▸ Directives:
A. Restate word for word the stretch of the text about the Sydney Olympic Park Hockey Centre from "The Sydney Olympic Park Hockey Centre, also" through "of temporary stands.".
B. Name every hockey team mentioned in the text about the Sydney Olympic Park Hockey Centre.
C. Extend the text about the Sydney Olympic Park Hockey Centre, picking up after its final sentence.

▸ Text extract:
════════════════════

The Sydney Olympic Park Hockey Centre, also known as the State Hockey Centre of New South Wales is a multi-use stadium in Sydney, Australia. It was built in 1998 as part of Sydney Olympic Park sporting complex, having held matches for the field hockey events at the 2000 Summer Olympics. Its current capacity is 8,000 people, with seating capacity for 4,000. For the Sydney Olympic Games capacity was boosted to 15,000 through the use of temporary stands.

Usage

The Sydney Olympic Park Hockey Centre is a premier field hockey facility, with the governing body of hockey in New South Wales, Hockey NSW being based there. The Sydney representatives of both the male and female versions of the semi professional Australian Hockey League, the New South Wales Waratahs and the New South Wales Arrows both play their home games at the stadium. The stadium also hosted the field hockey at the 2000 Summer Olympics, in which the Kookaburras, the men's Australian national hockey team, won the bronze medal, and the Hockeyroos, the woman's Australian national hockey team won the gold medal for the third consecutive time.

At the Sydney Paralympic games in 2000, the Paralympic football 5 and 7-a-side games were played at the stadium. Other sports such as gridiron, touch football, Oztag and lacrosse have all been played at the stadium. The stadium has also been hired out by schools who require such a facility.

During the 2018 Invictus Games located in Sydney, Archery was held on the second (original) field with entry via the Quaycentre.

════════════════════

▸ Dataset rows:

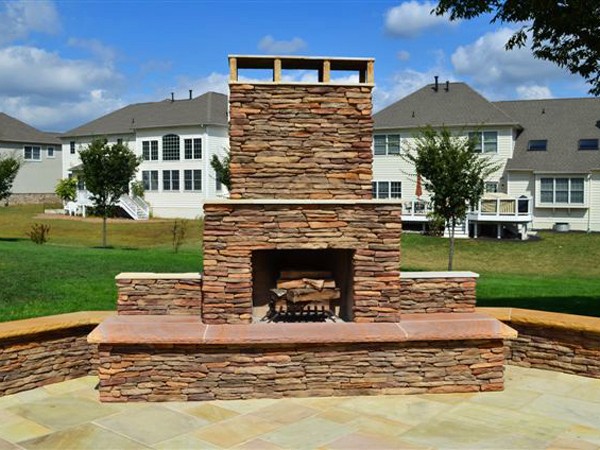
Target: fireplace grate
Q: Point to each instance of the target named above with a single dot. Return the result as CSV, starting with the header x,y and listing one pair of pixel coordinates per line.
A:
x,y
300,315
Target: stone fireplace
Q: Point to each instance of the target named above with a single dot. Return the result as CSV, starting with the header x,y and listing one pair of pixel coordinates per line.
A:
x,y
301,184
299,235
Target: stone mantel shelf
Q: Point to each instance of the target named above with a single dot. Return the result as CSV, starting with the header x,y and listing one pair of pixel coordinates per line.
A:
x,y
189,330
308,201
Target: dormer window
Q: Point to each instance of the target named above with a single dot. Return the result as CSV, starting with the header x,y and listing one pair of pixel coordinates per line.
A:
x,y
588,144
537,145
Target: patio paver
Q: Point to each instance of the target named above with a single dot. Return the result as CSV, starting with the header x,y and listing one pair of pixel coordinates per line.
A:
x,y
538,409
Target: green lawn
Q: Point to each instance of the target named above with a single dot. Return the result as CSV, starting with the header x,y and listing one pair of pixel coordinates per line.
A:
x,y
559,272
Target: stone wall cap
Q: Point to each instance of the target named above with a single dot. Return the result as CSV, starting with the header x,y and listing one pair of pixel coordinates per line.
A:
x,y
189,330
446,274
308,201
158,276
545,319
38,325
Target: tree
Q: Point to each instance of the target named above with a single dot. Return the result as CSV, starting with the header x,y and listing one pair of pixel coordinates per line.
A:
x,y
452,172
563,32
9,167
222,171
107,171
66,189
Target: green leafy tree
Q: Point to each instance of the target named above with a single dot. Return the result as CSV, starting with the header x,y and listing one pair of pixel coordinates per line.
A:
x,y
66,189
563,32
107,171
9,167
222,171
453,174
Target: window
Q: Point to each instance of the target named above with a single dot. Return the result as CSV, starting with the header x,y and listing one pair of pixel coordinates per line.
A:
x,y
170,180
561,190
387,189
171,147
150,180
490,186
150,150
537,145
193,148
386,144
32,153
192,180
484,141
588,144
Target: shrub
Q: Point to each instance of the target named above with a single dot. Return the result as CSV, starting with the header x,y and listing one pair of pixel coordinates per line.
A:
x,y
39,233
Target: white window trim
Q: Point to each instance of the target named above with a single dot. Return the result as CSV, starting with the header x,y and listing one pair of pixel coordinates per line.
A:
x,y
563,205
32,159
387,150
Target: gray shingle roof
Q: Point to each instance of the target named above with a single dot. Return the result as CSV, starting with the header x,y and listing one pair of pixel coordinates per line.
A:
x,y
562,122
13,130
207,109
458,106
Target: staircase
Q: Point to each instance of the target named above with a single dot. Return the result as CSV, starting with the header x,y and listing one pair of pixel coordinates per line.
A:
x,y
136,207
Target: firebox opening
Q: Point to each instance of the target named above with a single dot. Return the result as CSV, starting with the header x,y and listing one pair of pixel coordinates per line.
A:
x,y
312,279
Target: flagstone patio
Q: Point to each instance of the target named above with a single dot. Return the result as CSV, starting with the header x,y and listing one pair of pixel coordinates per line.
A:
x,y
538,409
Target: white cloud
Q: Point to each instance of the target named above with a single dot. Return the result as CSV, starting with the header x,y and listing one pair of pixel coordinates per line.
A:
x,y
403,55
47,74
19,18
411,18
533,92
269,45
95,47
497,71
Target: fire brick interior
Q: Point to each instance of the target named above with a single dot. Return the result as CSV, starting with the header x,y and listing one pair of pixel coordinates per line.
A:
x,y
268,264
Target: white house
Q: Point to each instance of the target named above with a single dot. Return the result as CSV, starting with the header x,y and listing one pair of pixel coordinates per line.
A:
x,y
546,151
41,156
175,138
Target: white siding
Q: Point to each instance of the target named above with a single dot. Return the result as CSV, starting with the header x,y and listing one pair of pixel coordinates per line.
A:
x,y
35,177
396,168
594,210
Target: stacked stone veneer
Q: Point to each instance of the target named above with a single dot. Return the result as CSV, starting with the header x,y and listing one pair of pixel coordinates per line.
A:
x,y
438,292
154,293
552,341
232,231
37,352
237,372
300,141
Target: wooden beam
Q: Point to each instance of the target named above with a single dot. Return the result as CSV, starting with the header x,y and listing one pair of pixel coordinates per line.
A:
x,y
326,71
370,72
277,70
232,69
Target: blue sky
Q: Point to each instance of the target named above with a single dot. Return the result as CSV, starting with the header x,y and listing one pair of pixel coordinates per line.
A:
x,y
63,63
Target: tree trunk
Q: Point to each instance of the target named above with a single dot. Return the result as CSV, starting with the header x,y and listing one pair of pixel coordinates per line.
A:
x,y
104,230
451,251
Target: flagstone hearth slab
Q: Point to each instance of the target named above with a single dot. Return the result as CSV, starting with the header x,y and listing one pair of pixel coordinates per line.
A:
x,y
156,330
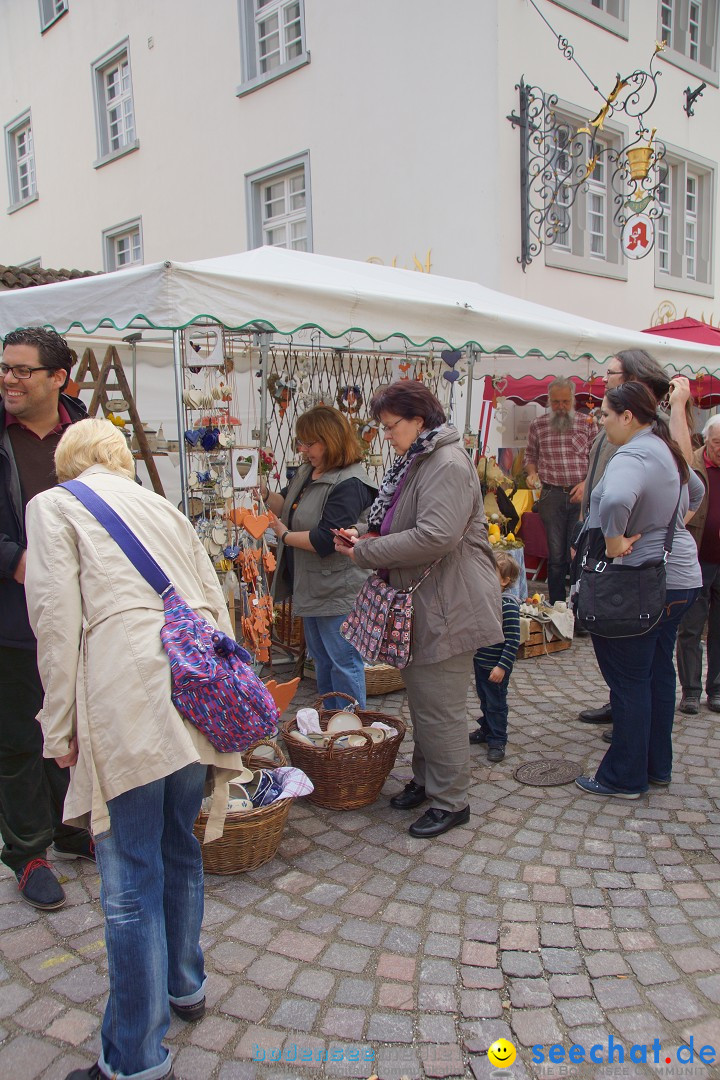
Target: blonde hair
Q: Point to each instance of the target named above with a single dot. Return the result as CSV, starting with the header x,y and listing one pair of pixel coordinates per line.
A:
x,y
507,568
93,443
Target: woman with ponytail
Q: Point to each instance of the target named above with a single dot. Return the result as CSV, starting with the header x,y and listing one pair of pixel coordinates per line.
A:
x,y
633,504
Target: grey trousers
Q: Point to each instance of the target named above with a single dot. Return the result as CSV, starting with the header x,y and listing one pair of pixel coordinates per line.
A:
x,y
690,634
437,696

════════════════════

▸ Answers provided:
A.
The Sydney Olympic Park Hockey Centre, also known as the State Hockey Centre of New South Wales is a multi-use stadium in Sydney, Australia. It was built in 1998 as part of Sydney Olympic Park sporting complex, having held matches for the field hockey events at the 2000 Summer Olympics. Its current capacity is 8,000 people, with seating capacity for 4,000. For the Sydney Olympic Games capacity was boosted to 15,000 through the use of temporary stands.

B.
New South Wales Waratahs
New South Wales Arrows
Kookaburras
Hockeyroos

C.
Facilities
The stadium contains two fields, one for warm-ups (of which is still used for lower competitions) with the other for actual competition. The surface of both these fields, resurfaced in 2008, are POLIGRAS Olympia 2008 which contain polyethylene yarn for improved durability, UV stability, optimum ball/surface interaction and significantly less water requirements. POLIGRAS uses 100% recycled rubber for the elastic layers and heavy-metal-free yarns for the playing surface and uses 30-40% less water than other surfaces available on the market at the time. The pitch is 91.44 metres long by 54.86 metres wide. The main grandstand was designed by architects Ancher Mortlock Wooley and has seating for 1,500 people. It has a roof resembling a soaring glider or sail that sits 25 metres above the ground. It is held up by a 41m high mast removing any requirement for columns, a design that gives spectators an uninterrupted view of the action on the pitch.

Other facilities available at the stadium include  a conference room (Waratah) overlooking the Olympic Pitch, and the Eva Redfern Lounge (overlooking Pitch 2) also available for hire. The Olympic pitch also has a series of team changerooms, FA room, tournament and drug testing rooms. A kiosk and retail outlet are open during competition and tournament events. Being part of the Sydney Olympic Park sporting complex, it shares many other facilities with the rest of the complex and makes it easily accessible by bus, train, ferry and car.

See also

 2000 Summer Olympics venues
 List of sports venues in Australia

References

2000 Summer Olympics official report. Volume 1. p. 381.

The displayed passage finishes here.